### [Set problem]
Count the lines in the rows below that contain the string "instance", treating uppercase and lowercase as different. Give only the number.

### [Listed entries]
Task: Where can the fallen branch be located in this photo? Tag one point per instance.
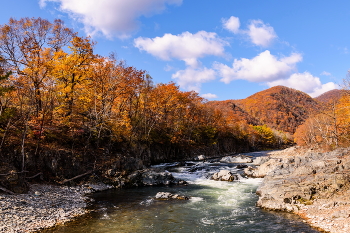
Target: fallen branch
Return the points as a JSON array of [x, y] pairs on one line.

* * *

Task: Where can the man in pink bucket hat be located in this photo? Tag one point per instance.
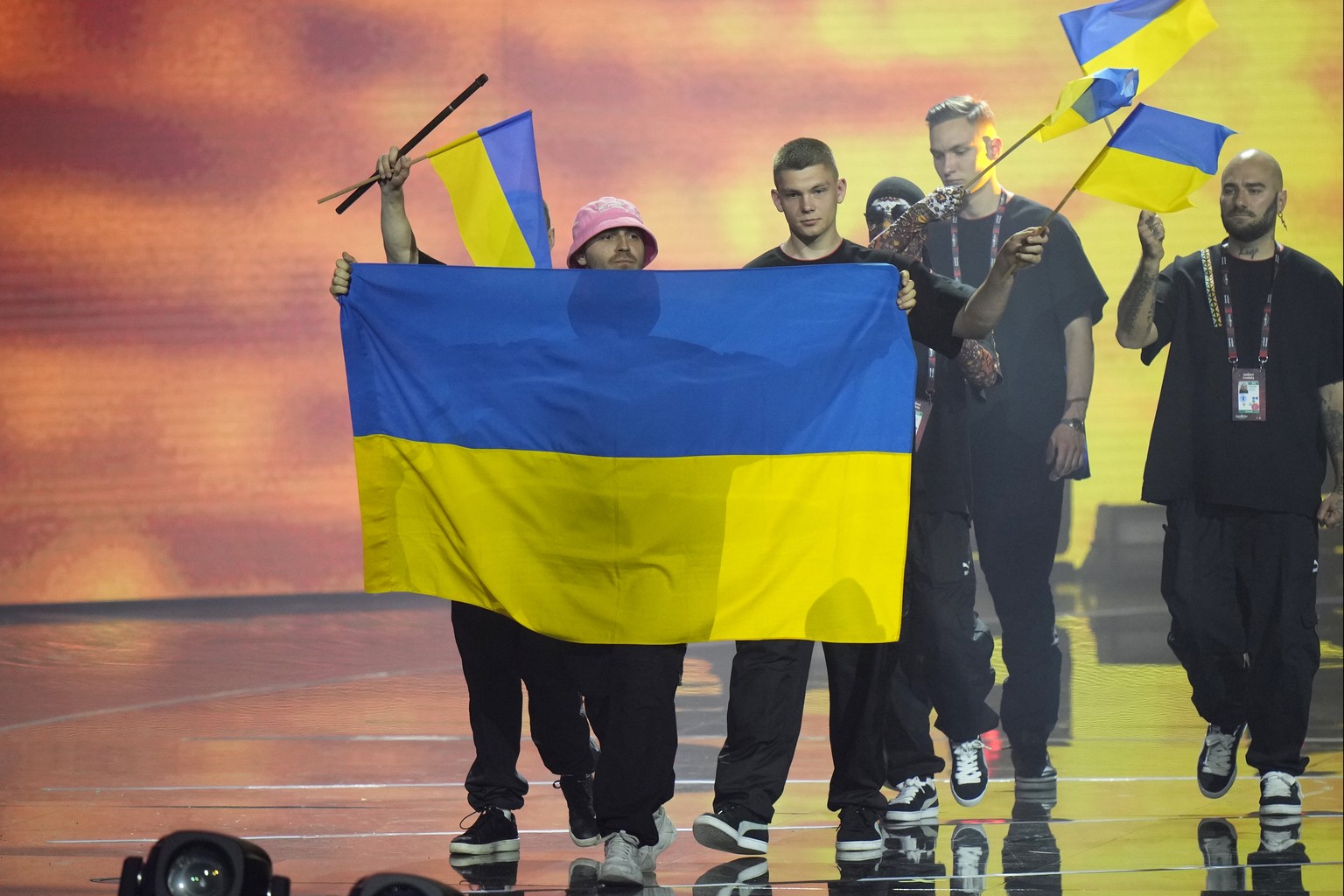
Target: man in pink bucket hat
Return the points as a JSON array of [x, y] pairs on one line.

### [Correct response]
2